-- Quoted passage --

They decided to try, and instead of doing this kind of research on a reasonable sample of individuals, decided to just go nuts and try it on about 700,000 people.
Then, once they did this, and had this data, the story seems to be that they had no idea what to do with it, and got in touch with some guy at the cornell. He was like ‘cool, this is an easy publication’, ran the numbers on it, and got it published in an academic journal.
On the surface, most of the individual pieces of this are nothing surprising. The heart of it (the idea that a company might change the user experience differentially and then see which seems to work better) is standard practice.
This part, alone, isn’t surprising for the facebook, or for the Google, or the Apple, or the JCPenny. User experience testing is nothing new. Think about any website or store that you’ve visited over the course of a decade or so and you’ll see small changes over time. Only the most poorly run of these companies make these changes blindly and without planning and testing. There are levels of this, though, and there is also a thing called restraint.
Let’s think of a simple example. There is a lot you can learn from sitting people down in a room and asking them what they think about a change to something they know. Sometimes they like it, sometimes they don’t. Collecting human subjects data in this way is rarely controversial. It’s not very deep, and there’s not really that much to it. Things only go south when you really have no idea what you’re doing, or what you plan to do. Even then it’s usually just the case that you’ll get back poor quality data, not that you’ll, I don’t know, withhold treatment of syphilis from your participants.
If you’ve ever completed an IRB training course you might know what I’m talking about. If not, we’ll come back to it in a bit.
I hate to be the one to have to tell you, but websites do this sort of user experience testing all the time. Can you really think of any website (sure, other than the Google homepage) that has remained static for the last decade? Take a spin on the wayback machine and check out 2005 Amazon:
https://web.archive.org/web/20050714084608/http://www.amazon.com/exec/obidos/subst/home/home.html
Or 2001 Yahoo:
https://web.archive.org/web/20010815022655/http://www.yahoo.com/
Or 1997 Geocities:
https://web.archive.org/web/19970702235214/http://www15.geocities.com/
Or any number of sites that you will find to be almost unrecognizable from their current iterations. The changes to these websites over time isn’t random blundering in the darkness (okay, except maybe for Yahoo). Changes to these websites actually follow a fairly tried and true system of focus testing driven evolution.
The use of the term evolution here is no accident, as what these websites have the potential to do is differentially manipulate the underlying digital makeup of their webpage to see which fares best in the wild.

-- Given data --
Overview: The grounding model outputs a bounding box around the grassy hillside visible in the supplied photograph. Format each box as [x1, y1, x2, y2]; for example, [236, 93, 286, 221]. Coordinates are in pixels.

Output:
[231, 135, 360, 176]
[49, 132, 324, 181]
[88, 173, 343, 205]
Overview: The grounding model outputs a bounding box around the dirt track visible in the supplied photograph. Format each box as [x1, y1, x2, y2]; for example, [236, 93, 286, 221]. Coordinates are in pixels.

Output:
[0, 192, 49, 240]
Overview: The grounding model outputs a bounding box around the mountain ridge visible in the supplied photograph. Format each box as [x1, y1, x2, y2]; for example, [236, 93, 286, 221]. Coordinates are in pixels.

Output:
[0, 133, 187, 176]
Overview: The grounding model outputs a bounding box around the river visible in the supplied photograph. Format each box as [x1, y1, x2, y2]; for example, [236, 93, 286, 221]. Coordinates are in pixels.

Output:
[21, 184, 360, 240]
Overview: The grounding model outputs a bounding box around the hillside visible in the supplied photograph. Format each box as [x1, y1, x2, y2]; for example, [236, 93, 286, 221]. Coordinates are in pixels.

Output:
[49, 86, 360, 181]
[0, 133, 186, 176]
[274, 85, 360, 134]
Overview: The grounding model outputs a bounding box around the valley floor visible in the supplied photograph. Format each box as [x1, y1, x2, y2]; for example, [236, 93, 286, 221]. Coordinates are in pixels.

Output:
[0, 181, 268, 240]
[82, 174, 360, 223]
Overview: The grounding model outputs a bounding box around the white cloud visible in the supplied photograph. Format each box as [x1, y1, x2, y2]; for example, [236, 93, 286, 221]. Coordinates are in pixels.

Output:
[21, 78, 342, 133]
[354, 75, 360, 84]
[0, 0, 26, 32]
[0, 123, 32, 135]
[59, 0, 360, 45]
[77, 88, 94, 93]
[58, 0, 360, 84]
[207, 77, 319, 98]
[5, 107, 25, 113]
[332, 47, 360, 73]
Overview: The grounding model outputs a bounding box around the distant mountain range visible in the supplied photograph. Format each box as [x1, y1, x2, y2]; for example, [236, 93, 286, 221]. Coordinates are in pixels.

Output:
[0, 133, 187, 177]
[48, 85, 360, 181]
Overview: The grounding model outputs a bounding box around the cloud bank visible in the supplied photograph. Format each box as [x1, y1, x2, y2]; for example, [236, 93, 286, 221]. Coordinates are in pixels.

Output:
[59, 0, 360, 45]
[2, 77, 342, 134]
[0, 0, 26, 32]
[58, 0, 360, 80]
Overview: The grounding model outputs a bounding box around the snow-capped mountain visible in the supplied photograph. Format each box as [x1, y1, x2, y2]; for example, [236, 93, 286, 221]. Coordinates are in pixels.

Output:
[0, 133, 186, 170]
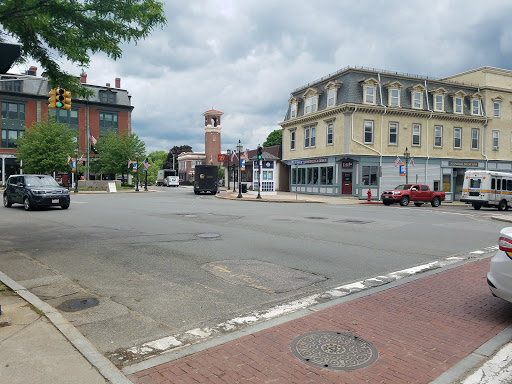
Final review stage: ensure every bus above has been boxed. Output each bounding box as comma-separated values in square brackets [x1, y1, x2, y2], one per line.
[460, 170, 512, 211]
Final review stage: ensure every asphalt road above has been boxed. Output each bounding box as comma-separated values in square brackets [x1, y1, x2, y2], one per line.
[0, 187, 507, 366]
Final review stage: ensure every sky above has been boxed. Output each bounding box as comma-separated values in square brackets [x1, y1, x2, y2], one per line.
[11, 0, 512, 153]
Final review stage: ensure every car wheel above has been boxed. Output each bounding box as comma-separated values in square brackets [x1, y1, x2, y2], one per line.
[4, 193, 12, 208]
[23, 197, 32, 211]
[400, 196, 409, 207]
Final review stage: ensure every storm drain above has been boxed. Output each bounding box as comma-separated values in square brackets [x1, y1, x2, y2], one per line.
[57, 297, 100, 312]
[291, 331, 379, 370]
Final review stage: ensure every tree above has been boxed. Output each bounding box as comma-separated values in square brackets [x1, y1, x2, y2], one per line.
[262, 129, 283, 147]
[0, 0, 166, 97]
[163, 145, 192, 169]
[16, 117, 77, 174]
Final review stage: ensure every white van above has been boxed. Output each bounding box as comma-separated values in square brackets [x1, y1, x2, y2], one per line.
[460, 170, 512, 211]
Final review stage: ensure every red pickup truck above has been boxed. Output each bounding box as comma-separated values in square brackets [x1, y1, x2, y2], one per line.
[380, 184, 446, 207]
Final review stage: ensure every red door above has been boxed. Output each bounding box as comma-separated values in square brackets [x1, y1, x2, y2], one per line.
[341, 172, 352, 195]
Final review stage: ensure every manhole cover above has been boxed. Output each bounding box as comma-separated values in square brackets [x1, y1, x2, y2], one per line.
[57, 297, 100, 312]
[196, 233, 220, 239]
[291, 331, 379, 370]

-- Exercise set --
1. Revise the records from the line containing "around the white" down to the line containing "[48, 85, 360, 181]", changing "grounding model" to "detection model" and leaving everything else as it is.
2. Carry on the article about website user experience testing from the point where it stops.

-- Responses for each task --
1.
Overview: The detection model outputs a bounding box around the white cloud visible in the supplied photograph. Format each box as [x1, y1, x2, y2]; for example, [236, 93, 286, 221]. Coordinates are in pixels.

Output:
[21, 78, 342, 133]
[354, 75, 360, 84]
[0, 0, 26, 32]
[0, 123, 32, 135]
[59, 0, 360, 45]
[77, 88, 94, 93]
[58, 0, 360, 84]
[207, 77, 319, 98]
[5, 107, 25, 113]
[332, 47, 360, 73]
Overview: The detection model outputs a bounding box around the distant mountain range visible in the supplied photograph. Format each box as [x1, y1, x2, y2]; for example, [236, 93, 286, 221]. Coordinates are in pixels.

Output:
[0, 133, 187, 177]
[48, 85, 360, 181]

2.
Have you ever been part of an early roll out? Probably, and you probably didn’t even think about it that much. Remember when you had to have an invite to sign up for gmail? You don’t? Ask your grandparents, youngin. It is often the case that you might even be mad to not be in the early roll out.
Google does this sort of small scale testing all the time. To be fair, a large part of this is ostensibly stress testing the system in ways that regular testers can’t, but the process also has great potential to just see how people react to changes. You would never know, at least in the moment, if you were in a Google early roll out that actually had two different experiences. If it was subtle you might never know.
People are already clamoring to be part of these roll outs, and they are already there to test the functionality of the product. So what if half the roll out had a minor tweak to the experience that didn’t alter the functionality? Think of Gmail Google chat integration, years ago. It almost certainly had a soft roll out at some point. Nowadays, Google chat has a firmly rooted place on the left side of the screen. In a roll out on a few thousand people, you could split the sample in half and give half the left side chat and half the right side chat. They’re already there to comment on the functionality and if that variability of position matters it should be one of the things they mention.
You really should be more worried that giants like Google might not be doing this. It’s lost opportunity, and it really is some low-hanging fruit.
Think about it. Yahoo wants to know if making all the tables on their fantasy sports site look like semi-opaque vomit scattered with misdirecting links will make people visit those pages less. Pull down a subset of the user base (read: thousands or millions of people) and change the tables for half of them so they look horrible, and leave the other half of your sample alone. Record visit and click data over time.
This is as far as the facebook got, this time. It also appears to be the point where Yahoo stops, coincidentally, before just rolling out the half-coded vomit tables. Thanks, Yahoo. Thanks.
There seems to be a line in the sand here that is occasionally washed away by the tide and then redrawn. This time, on this day, the facebook seems to be on the wrong side of it. It has incurred the wrath of the internet (are we keeping score, because this isn’t the first time).
I said in the title that this is something you really shouldn’t be surprised by. The facebook makes absolutely no qualms about the fact that your data is their data, and your data is how the Zuck gets paid. You are not the customer, you are the product. This is not news. I am not some prophet coming down from the mountains telling you this. This is common knowledge. Advertisers are the customer, and your page impressions (visits) are what grease those wheels. It is not really that tricky of a business model to grasp. Let’s break it down:
Phase 1: Collect users
Phase 2: ?
Phase 3: Profit
Simple, right? Unfortunately, the above seems to be pretty much how people perceive the facebook as operating. Best not to think too hard about that Phase 2.
It boils down to the simple fact that [more clicks] = [more money].
Have you been to a “news” website in, say, the last five years? Have you noticed how the headlines are really 80-90% clickbait? We could go to any “news” site out there and pick a dozen headlines that sound like:
“4 signs the stock market is overheating”
“6 months in, how’s Colorado pot?”
“10 places we dare you to go”
“James and the worst headline ever”
“What a shot! 32 sports photos”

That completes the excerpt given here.